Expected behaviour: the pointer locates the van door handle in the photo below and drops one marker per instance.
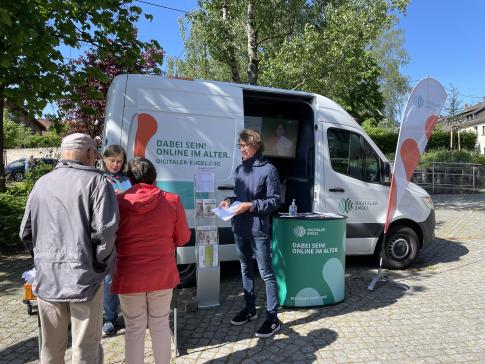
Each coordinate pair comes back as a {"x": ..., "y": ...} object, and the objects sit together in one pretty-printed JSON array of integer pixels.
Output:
[{"x": 226, "y": 188}]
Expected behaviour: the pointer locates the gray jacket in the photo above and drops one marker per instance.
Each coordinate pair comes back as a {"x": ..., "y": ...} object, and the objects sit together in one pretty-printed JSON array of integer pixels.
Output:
[{"x": 69, "y": 226}]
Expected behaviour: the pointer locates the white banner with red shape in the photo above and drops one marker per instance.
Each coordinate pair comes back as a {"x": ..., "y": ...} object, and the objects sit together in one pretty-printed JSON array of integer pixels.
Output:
[{"x": 420, "y": 117}]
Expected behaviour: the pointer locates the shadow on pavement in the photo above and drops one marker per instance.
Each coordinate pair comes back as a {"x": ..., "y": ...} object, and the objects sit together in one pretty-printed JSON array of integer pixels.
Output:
[
  {"x": 468, "y": 202},
  {"x": 23, "y": 351}
]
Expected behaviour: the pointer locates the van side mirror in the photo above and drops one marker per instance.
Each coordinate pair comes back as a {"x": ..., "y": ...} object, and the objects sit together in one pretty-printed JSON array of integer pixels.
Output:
[{"x": 386, "y": 173}]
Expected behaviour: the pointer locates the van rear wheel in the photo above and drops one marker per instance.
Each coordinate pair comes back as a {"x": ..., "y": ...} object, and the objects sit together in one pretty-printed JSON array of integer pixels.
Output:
[
  {"x": 401, "y": 247},
  {"x": 187, "y": 274}
]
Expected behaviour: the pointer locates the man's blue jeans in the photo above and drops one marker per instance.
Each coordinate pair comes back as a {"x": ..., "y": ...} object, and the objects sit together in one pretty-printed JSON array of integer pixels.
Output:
[
  {"x": 110, "y": 302},
  {"x": 261, "y": 249}
]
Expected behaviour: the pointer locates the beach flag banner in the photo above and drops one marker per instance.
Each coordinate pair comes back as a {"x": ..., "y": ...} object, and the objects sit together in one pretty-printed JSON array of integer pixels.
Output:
[{"x": 420, "y": 117}]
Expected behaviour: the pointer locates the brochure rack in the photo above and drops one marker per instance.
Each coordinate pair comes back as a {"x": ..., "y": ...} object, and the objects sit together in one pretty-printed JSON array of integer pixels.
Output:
[{"x": 206, "y": 239}]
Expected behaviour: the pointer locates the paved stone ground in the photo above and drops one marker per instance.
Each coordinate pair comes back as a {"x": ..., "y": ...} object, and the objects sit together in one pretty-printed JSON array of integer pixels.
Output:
[{"x": 440, "y": 318}]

*INSTRUCTION:* Copy all the rows above except the pictures, swapping every "photo" for "image" and leaving everything else the same.

*RESULT OF THIS EXERCISE:*
Expected behaviour: the pointer locates the van door handle in the image below and drops one marker per instance.
Each coordinate pair comes back as a {"x": ..., "y": ...} object, and the objects sit together in one pretty-printed JSON array of integer pixels.
Output:
[{"x": 226, "y": 188}]
Expected behaviour: the pointer locates the gray jacket in the image above and drops one marker per instance.
Each coordinate pair comes back as a {"x": ..., "y": ...} object, and the objects sit together in one pretty-printed JSON array of integer pixels.
Output:
[{"x": 69, "y": 226}]
Expected behaviour: the pointer locates the white banner with red shape in the image above and drops one marker per instance.
Each coordinate pair comes back as a {"x": ..., "y": ...} object, and the objects sit together in one pretty-printed JSON array of integer pixels.
Output:
[{"x": 420, "y": 117}]
Expected behaviour: the pointer locates the shadow on pavement in the image above and drops one marker per instance.
Each coordinate pair comes back as a {"x": ..., "y": ...} object, and the objects sit together in one pretty-printed JSON array of integer pixels.
Output:
[
  {"x": 468, "y": 202},
  {"x": 23, "y": 351}
]
Expected behaviour: the pointer locates the van side mirror in the image above and drops one marker per instance.
Each coordinate pair comes back as a {"x": ..., "y": ...} object, and the objects sit together in one pretty-printed JSON array of integer pixels.
Output:
[{"x": 386, "y": 173}]
Expected behaviour: the pointer locates the van rear wheel in the image above and drops one marker per instance.
Each coordinate pair comes back as a {"x": ..., "y": ...} object, and the objects sit together in one pretty-printed JSON array of integer pixels.
Output:
[
  {"x": 401, "y": 247},
  {"x": 187, "y": 274}
]
Expected behaviour: the pointer locates the man's blue jeans in the image above and drops one marker per instance.
Each coordinate pair comes back as a {"x": ..., "y": ...} object, and the objects sit together in one pretty-printed JSON array of integer pixels.
Output:
[
  {"x": 110, "y": 302},
  {"x": 261, "y": 249}
]
Expected behaviour: the pointer locates the beach flag banner in the image above and drops one marker per instance.
Each coordinate pair comes back as a {"x": ..., "y": ...} object, and the objects sit together in one pretty-printed JSON array of integer pixels.
Output:
[{"x": 420, "y": 117}]
Expected behaviour: the pointer locates the brochure rack in the image above and drops one marker per instance.
Each coordinate pair comes back as a {"x": ..., "y": ...} object, and the objects sit together in one pretty-printed JSON array of integer pixels.
Output:
[{"x": 206, "y": 239}]
Expected behaviour: the pointer locates the paved stone ground in the image above and drops one marker per instance.
Each coordinate pair comes back as a {"x": ..., "y": ...} object, and the objects sit together in one pretty-printed JSON array of integer pixels.
Output:
[{"x": 440, "y": 318}]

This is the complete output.